» WHAT IS BEING ASKED
Pull out each line in the records that contains the word "foliage" and list those lines.

BEGIN INFORMATION PROVIDED

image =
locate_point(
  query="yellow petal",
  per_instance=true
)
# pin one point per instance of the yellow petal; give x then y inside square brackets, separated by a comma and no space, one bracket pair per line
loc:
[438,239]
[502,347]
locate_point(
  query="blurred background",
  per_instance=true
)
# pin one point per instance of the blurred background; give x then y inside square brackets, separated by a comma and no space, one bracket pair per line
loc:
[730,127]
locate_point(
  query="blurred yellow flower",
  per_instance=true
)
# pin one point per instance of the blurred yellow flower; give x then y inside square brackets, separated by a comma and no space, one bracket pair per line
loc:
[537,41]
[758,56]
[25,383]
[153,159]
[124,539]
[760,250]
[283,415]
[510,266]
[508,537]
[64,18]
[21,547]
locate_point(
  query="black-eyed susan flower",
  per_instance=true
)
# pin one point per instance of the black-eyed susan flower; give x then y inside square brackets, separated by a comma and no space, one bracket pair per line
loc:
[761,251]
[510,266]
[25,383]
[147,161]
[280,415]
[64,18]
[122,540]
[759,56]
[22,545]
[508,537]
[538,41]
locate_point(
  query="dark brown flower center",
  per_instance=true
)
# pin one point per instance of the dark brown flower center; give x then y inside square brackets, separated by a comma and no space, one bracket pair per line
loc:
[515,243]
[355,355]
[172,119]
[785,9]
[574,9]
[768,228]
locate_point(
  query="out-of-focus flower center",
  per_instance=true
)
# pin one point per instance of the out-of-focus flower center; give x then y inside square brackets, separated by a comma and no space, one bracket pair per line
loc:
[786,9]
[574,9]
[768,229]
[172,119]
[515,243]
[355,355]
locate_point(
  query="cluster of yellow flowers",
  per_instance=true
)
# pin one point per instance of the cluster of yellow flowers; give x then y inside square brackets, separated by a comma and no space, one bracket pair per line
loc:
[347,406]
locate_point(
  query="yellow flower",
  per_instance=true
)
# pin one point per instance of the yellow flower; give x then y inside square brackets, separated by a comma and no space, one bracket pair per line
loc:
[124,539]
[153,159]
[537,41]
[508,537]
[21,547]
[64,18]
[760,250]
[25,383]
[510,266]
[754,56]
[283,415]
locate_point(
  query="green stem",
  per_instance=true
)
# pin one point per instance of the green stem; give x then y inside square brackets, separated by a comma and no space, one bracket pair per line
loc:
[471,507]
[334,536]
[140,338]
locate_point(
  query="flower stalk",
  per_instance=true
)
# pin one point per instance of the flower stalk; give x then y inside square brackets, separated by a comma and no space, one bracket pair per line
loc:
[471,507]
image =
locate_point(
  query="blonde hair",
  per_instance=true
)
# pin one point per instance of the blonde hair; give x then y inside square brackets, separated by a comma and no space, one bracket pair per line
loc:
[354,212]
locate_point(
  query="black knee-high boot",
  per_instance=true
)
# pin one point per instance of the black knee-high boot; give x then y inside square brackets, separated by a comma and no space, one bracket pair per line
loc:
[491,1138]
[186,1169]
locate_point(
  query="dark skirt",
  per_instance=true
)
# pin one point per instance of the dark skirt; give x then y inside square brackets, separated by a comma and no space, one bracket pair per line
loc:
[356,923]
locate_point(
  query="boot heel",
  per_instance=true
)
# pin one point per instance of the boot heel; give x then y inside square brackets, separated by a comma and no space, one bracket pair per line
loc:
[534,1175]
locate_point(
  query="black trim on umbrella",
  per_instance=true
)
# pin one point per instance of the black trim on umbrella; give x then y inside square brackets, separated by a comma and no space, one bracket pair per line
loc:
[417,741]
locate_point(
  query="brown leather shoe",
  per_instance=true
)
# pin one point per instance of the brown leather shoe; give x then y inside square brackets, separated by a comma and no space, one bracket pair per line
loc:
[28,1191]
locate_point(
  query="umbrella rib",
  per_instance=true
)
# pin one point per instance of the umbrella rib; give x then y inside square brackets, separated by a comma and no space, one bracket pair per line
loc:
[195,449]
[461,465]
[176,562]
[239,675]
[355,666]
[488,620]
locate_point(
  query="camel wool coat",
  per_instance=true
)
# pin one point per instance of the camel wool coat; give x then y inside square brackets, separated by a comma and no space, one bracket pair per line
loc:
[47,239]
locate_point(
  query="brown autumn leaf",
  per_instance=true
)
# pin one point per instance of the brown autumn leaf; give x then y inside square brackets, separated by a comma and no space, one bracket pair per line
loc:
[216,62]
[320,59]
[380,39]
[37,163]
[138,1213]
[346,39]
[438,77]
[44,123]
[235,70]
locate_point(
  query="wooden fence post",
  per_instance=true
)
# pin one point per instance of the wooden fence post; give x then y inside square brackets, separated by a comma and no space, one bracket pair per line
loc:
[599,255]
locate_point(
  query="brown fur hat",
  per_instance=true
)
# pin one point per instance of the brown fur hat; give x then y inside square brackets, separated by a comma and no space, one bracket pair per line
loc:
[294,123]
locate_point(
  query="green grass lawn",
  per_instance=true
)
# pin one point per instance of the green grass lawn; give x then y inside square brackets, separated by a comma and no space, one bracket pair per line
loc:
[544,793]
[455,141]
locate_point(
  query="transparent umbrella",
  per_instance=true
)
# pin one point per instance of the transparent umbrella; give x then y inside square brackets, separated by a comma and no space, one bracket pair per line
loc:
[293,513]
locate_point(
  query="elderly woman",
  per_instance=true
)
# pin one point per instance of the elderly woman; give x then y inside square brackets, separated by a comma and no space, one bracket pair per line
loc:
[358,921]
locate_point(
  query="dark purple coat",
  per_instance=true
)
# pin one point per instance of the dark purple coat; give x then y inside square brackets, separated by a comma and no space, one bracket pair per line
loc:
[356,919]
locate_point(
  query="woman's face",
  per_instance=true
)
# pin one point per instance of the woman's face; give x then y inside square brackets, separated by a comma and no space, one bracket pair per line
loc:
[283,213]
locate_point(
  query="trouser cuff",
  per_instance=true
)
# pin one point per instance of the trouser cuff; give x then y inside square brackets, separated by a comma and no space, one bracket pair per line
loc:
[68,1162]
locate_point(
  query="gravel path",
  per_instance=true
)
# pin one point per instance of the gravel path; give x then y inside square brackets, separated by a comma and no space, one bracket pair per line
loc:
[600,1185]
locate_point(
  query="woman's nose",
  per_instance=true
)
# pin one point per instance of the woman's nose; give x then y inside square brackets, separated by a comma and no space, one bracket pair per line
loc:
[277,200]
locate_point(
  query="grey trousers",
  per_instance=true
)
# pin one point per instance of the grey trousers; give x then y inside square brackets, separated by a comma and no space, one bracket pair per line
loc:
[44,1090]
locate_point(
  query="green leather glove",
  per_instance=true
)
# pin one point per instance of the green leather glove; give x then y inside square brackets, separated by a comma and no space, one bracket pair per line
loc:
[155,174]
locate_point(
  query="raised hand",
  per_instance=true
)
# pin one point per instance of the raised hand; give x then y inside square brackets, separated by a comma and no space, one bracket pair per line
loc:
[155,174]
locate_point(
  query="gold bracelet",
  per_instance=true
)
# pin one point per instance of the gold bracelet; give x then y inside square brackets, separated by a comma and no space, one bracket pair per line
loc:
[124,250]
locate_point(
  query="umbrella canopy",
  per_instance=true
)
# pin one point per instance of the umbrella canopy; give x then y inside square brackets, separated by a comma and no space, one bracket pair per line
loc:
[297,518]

END INFORMATION PROVIDED
BEGIN INFORMATION PROVIDED

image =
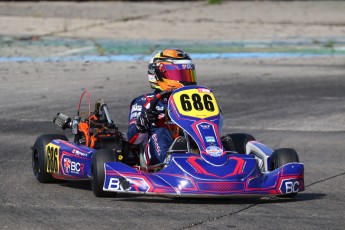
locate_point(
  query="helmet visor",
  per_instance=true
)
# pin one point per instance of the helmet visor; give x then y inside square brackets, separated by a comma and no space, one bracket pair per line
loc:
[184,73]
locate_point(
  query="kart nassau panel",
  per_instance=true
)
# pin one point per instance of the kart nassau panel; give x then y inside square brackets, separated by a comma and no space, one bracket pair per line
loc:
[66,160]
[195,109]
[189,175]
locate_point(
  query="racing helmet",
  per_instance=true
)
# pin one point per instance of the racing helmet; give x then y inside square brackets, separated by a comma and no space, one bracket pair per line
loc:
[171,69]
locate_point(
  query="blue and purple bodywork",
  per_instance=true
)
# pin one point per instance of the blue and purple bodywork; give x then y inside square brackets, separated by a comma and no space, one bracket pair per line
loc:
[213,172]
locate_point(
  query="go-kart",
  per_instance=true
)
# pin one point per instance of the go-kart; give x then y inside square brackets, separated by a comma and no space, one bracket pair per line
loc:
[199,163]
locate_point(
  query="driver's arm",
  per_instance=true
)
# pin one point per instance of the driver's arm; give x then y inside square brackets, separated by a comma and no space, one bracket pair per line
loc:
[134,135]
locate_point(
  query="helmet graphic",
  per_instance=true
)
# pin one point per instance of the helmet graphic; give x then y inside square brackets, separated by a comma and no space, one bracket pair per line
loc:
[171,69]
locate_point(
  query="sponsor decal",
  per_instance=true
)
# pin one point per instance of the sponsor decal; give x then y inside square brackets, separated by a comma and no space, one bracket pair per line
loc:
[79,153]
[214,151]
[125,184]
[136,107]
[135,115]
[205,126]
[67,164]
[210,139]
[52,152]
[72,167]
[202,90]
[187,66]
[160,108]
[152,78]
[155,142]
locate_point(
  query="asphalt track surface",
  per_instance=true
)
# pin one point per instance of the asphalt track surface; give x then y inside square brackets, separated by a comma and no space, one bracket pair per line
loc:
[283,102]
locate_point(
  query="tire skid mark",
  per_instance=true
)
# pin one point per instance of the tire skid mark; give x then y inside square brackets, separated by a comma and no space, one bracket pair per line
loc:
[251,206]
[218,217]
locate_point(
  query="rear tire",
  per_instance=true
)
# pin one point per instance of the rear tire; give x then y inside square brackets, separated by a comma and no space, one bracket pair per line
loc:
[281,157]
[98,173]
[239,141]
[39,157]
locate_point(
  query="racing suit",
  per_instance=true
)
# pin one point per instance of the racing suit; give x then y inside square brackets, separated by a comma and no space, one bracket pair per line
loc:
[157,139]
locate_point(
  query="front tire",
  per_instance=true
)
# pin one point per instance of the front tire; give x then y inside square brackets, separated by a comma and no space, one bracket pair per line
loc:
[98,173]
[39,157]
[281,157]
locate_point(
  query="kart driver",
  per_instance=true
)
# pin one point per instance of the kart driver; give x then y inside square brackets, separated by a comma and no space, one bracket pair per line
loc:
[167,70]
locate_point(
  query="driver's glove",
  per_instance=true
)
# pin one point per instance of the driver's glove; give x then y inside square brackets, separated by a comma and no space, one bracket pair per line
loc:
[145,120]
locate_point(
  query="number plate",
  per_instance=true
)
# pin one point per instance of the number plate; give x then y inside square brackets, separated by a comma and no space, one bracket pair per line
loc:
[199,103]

END INFORMATION PROVIDED
BEGIN INFORMATION PROVIDED

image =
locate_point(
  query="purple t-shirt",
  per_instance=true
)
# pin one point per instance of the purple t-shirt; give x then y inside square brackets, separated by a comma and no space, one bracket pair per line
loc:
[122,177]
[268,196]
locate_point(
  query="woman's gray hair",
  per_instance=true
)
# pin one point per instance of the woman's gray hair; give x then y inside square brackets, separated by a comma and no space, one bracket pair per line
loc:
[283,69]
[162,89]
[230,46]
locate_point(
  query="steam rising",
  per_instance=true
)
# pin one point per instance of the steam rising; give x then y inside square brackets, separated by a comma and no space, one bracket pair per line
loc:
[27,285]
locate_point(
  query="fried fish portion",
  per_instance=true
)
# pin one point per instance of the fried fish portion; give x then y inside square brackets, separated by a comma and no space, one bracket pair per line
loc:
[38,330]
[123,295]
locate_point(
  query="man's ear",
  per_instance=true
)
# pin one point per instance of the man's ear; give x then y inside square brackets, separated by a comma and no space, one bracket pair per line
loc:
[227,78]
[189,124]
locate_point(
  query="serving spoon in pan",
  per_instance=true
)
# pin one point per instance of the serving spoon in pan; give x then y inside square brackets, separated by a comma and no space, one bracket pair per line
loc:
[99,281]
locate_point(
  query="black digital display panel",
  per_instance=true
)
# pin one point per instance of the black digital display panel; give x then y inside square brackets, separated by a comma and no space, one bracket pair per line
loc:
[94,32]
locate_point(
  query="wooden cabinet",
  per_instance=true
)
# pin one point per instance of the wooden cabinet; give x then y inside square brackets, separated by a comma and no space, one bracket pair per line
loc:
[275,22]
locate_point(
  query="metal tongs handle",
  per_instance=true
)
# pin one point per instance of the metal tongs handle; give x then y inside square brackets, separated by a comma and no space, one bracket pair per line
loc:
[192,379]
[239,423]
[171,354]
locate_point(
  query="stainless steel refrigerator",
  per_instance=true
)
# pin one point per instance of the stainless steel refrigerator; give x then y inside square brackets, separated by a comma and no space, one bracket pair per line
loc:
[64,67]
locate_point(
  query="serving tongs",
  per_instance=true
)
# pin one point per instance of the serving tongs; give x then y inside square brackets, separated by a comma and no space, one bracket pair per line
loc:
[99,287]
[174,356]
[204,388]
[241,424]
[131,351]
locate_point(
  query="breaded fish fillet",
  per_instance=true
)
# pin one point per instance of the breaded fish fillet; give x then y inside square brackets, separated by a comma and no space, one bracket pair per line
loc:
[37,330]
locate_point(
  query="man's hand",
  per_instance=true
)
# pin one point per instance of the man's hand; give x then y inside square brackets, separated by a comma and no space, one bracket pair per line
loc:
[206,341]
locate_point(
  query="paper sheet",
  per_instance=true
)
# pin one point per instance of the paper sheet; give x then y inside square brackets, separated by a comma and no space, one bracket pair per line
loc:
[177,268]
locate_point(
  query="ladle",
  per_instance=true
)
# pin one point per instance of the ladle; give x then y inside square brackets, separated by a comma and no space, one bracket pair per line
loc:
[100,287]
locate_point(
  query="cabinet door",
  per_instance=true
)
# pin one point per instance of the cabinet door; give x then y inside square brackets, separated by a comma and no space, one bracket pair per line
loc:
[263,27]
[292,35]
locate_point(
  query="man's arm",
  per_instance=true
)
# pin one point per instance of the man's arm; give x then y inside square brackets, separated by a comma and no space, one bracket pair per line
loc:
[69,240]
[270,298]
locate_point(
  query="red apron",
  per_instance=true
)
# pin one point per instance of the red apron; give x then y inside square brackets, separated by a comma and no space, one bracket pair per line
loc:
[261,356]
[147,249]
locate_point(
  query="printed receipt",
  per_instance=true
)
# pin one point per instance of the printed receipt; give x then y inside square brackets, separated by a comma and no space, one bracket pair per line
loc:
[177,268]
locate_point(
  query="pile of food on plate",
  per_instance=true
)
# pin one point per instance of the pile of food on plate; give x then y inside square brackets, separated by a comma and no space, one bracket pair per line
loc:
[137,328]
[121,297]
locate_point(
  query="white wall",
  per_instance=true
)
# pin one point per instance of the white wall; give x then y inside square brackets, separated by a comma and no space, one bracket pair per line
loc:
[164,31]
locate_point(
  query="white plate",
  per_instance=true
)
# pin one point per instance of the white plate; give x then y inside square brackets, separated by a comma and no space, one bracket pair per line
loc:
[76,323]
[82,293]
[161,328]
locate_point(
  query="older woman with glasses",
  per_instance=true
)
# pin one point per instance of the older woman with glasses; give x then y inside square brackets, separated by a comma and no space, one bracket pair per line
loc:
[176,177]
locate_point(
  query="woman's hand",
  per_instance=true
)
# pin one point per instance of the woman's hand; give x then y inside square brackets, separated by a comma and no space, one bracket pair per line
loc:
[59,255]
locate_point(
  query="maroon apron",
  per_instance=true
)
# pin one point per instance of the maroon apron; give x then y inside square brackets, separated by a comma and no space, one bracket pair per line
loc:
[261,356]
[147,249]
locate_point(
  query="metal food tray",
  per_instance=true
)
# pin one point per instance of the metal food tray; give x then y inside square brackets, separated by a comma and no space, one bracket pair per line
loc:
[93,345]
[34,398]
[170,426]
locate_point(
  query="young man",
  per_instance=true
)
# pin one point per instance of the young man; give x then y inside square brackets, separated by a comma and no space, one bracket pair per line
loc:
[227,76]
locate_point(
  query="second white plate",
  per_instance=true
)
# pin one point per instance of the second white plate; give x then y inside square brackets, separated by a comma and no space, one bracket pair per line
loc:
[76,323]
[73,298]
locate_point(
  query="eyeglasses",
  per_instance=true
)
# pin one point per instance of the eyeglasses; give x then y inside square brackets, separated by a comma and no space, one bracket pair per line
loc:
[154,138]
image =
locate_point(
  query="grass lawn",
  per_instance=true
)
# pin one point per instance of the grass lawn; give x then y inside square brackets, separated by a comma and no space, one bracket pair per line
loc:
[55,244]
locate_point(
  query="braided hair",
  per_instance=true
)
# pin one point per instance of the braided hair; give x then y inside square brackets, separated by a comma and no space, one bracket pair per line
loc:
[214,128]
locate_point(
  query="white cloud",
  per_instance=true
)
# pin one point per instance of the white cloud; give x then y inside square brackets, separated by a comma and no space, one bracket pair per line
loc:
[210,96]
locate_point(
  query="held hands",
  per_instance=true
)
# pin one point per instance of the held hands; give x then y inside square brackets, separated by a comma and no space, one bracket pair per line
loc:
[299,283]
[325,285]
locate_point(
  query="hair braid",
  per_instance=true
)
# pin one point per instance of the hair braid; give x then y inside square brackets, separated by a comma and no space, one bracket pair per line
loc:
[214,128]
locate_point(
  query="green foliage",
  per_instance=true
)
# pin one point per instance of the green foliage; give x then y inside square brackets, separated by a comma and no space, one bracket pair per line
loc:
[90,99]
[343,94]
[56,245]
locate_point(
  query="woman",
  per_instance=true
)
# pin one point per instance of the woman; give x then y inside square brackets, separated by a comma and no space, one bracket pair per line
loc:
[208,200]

END INFORMATION PROVIDED

» RESPONSE TO THE TASK
  query="green foliage",
# pin one point per instance of the green foliage; give x then y inside square brackets, separated by a comma and no space, one bracket pair per line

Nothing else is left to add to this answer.